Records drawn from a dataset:
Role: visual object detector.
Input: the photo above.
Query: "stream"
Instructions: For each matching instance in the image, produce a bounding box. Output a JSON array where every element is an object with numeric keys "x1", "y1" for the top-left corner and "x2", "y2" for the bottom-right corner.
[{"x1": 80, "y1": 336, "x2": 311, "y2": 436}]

*About this exercise*. Write the records out once more, exactly as shown.

*Solution to the exercise*.
Role: visual object detector.
Input: the photo above.
Query: "stream"
Instructions: For each matching instance in the image, produce a bounding box. Output a JSON array where every element is an object with numeric keys "x1", "y1" for the top-left corner and "x2", "y2" for the bottom-right corner.
[{"x1": 80, "y1": 336, "x2": 311, "y2": 436}]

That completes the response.